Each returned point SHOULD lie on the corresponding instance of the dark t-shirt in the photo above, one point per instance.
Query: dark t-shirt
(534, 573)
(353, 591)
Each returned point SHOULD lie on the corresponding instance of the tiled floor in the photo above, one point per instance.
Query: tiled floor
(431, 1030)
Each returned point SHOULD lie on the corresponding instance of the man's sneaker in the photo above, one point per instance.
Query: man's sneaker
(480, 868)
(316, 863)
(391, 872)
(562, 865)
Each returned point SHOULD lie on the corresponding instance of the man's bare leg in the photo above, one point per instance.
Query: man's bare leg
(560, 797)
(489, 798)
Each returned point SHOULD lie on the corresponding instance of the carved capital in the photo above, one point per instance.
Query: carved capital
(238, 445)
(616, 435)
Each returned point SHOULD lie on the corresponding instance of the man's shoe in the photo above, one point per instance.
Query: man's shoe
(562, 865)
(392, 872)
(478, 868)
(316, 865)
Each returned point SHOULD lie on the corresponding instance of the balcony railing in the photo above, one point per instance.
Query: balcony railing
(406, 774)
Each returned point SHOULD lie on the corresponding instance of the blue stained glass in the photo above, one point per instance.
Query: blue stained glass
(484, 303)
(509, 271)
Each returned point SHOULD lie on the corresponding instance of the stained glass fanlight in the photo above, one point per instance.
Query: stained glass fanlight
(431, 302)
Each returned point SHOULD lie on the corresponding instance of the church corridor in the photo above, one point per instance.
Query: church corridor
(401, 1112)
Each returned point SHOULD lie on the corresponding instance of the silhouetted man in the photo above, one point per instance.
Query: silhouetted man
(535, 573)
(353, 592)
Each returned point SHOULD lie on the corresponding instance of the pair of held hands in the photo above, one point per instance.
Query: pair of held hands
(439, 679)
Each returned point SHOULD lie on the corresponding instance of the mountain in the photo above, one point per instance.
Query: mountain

★ ★ ★ ★

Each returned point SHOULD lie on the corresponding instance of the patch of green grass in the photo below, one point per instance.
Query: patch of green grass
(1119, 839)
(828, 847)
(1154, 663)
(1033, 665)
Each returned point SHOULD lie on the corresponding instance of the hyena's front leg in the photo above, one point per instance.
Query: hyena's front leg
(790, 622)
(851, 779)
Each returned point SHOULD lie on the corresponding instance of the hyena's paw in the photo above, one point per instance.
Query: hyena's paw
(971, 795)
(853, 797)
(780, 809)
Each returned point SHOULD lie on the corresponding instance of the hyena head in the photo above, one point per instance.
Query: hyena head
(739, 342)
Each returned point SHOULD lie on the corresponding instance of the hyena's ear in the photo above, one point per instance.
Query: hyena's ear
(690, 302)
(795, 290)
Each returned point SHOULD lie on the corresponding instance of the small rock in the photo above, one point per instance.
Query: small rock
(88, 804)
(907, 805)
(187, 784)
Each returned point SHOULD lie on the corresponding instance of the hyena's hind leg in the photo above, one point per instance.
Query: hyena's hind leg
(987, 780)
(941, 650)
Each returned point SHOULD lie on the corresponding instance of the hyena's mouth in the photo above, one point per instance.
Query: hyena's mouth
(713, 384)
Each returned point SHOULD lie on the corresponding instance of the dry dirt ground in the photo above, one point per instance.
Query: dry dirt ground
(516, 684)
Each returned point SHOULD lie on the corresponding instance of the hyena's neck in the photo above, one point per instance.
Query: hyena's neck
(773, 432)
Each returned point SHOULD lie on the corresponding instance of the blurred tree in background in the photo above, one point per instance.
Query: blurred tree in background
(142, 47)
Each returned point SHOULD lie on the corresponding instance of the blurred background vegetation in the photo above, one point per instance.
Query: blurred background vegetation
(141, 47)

★ ★ ★ ★

#### [Task]
Can you gather every line in the data above that contains the word "front" and copy each one out in full?

#### [Written solution]
Each returned point SHOULD lie on the corresponding instance of the hyena's front leg in the photo above, one point per instance.
Query: hyena's front leg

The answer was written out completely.